→ **Dokument**:
╭──

Hallo Rolf … Wie kommt man im jugendlichen Alter von Ende 40 dazu, erstmals als Sänger in Erscheinung zu treten und einen Song wie "Vergessene Helden" zu veröffentlichen?
(lacht) Eine gute Frage, da hast Du völlig recht. Es hat verschiedene Ebenen. Zum Einen geht es um meine Leidenschaft, zu komponieren und Texte zu schreiben, was ich eigentlich schon immer gemacht habe. Irgendwann hatte sich das allerdings so perfektioniert, dass ich mir dachte, "Jetzt nimmst du das alles mal auf, und dann siehst Du mal, was dabei rauskommt." Ich habe hier zu Hause ein kleines Tonstudio, da geht das. Anfangs suchte ich aus der Not geboren noch nach einer Sängerin und einem Sänger, aber da die deutschen Texte, die ich schrieb, so persönlich sind, konnte ich mich nicht damit abfinden, es von jemand anderem zu hören. Ich sagte mir dann also: "Das singst du jetzt mal selbst." Aus meinem musikalischen Umfeld - zum Beispiel von meinem Gitarristen - gab es gute Reaktionen und der meinte: "Du musst eine Solo-Platte machen." Da war ich ziemlich überrascht und musste mich erst mal mit meiner eigenen Stimme abfinden. Irgendwann hatte sich das etabliert und inzwischen finde ich es total klasse, weil es mir auch eine unglaubliche Freiheit gibt. Wenn du alles selbst machst, brauchst du nicht immer nach Leuten suchen, die das interpretieren, sondern du machst es einfach so, wie es gedacht ist. Insofern funktioniert das super.
 




Siehst Du Dich denn selbst als einen vergessenen Helden?

╰──

→ **Aufgabe**:
Welche Sätze stehen im Interview in der Antwort auf die erste Frage als wörtliche Rede in Anführungszeichen?

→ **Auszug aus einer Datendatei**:
╭──

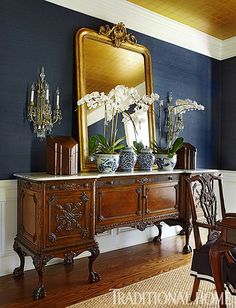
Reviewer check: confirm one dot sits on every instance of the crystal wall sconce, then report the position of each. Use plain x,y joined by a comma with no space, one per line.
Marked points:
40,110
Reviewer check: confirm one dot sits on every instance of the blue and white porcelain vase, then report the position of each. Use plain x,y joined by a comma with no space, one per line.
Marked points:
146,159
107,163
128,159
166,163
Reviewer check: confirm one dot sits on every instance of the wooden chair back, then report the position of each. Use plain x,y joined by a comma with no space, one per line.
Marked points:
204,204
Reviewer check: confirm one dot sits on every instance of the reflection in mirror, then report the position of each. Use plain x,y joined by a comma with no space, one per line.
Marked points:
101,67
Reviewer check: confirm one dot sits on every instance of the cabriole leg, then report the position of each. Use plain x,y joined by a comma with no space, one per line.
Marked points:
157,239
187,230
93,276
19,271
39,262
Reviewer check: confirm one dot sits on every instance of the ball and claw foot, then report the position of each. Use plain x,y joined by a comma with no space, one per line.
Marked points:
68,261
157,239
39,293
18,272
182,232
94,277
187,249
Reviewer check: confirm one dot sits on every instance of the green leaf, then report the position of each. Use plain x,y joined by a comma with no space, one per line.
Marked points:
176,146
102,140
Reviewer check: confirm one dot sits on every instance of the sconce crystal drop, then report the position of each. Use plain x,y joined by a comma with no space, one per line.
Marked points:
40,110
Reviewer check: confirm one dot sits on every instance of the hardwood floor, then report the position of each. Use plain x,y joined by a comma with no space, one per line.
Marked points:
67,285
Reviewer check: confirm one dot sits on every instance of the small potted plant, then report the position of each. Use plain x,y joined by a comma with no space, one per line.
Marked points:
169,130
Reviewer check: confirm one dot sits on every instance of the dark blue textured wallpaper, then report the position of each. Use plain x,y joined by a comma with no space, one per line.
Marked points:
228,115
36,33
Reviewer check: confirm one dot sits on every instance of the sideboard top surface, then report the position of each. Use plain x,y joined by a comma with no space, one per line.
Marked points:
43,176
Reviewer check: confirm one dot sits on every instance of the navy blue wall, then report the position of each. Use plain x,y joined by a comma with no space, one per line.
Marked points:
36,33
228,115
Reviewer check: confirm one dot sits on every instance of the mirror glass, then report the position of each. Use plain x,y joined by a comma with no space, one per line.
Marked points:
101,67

╰──
╭──

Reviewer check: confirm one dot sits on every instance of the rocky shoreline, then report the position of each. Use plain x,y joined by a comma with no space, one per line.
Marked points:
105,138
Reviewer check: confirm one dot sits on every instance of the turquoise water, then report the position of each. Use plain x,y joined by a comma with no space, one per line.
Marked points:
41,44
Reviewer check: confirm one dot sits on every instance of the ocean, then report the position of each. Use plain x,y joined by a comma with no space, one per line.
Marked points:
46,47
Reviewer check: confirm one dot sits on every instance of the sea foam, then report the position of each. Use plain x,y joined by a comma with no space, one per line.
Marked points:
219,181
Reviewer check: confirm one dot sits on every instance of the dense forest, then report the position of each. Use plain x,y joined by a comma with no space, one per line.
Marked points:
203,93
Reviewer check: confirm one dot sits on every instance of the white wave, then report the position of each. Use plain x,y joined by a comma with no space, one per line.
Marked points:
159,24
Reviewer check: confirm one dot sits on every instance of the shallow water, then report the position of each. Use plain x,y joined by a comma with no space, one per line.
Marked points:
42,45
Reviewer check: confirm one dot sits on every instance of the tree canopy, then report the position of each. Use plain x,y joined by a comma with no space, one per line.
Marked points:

╰──

→ **Antwort**:
- „Jetzt nimmst du das alles mal auf, und dann siehst Du mal, was dabei rauskommt.“
- „Das singst du jetzt mal selbst.“
- „Du musst eine Solo-Platte machen.“